### PROBLEM REQUIREMENTS
Check the listing below line by line and report how many lines hold "ground", with no other words.

### DATA IN THIS EXERCISE
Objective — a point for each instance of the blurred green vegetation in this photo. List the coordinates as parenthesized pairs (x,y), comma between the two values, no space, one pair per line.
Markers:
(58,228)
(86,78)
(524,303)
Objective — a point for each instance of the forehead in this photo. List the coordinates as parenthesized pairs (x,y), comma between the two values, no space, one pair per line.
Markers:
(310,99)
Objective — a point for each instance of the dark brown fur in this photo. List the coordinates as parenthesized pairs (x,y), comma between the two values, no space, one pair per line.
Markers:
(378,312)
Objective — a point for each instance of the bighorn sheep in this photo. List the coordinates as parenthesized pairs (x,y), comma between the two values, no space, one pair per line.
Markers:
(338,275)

--

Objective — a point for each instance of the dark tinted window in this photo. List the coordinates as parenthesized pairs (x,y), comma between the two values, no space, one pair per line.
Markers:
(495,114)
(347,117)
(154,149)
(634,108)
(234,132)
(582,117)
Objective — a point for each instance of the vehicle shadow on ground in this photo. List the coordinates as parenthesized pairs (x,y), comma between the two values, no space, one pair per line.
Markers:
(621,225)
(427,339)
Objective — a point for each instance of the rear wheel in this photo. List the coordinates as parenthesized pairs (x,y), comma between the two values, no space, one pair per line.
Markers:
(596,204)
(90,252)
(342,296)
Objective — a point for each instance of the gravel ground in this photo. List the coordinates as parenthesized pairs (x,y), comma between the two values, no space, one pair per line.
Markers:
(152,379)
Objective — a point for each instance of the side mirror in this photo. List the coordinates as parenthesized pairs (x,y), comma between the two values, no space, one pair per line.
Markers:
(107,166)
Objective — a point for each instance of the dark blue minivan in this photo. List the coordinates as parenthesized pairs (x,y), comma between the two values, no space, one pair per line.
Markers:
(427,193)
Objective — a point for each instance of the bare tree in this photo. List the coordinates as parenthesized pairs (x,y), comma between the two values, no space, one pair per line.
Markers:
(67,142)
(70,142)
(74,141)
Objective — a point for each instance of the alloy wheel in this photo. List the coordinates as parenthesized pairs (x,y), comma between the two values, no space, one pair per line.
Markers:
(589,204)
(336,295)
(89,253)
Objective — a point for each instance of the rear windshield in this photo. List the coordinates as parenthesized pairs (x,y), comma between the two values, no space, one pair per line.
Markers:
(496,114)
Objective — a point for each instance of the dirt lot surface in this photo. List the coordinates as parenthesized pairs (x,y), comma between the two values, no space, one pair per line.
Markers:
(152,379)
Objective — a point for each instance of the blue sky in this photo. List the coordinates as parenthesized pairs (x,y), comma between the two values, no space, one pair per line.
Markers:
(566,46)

### EXERCISE RESPONSE
2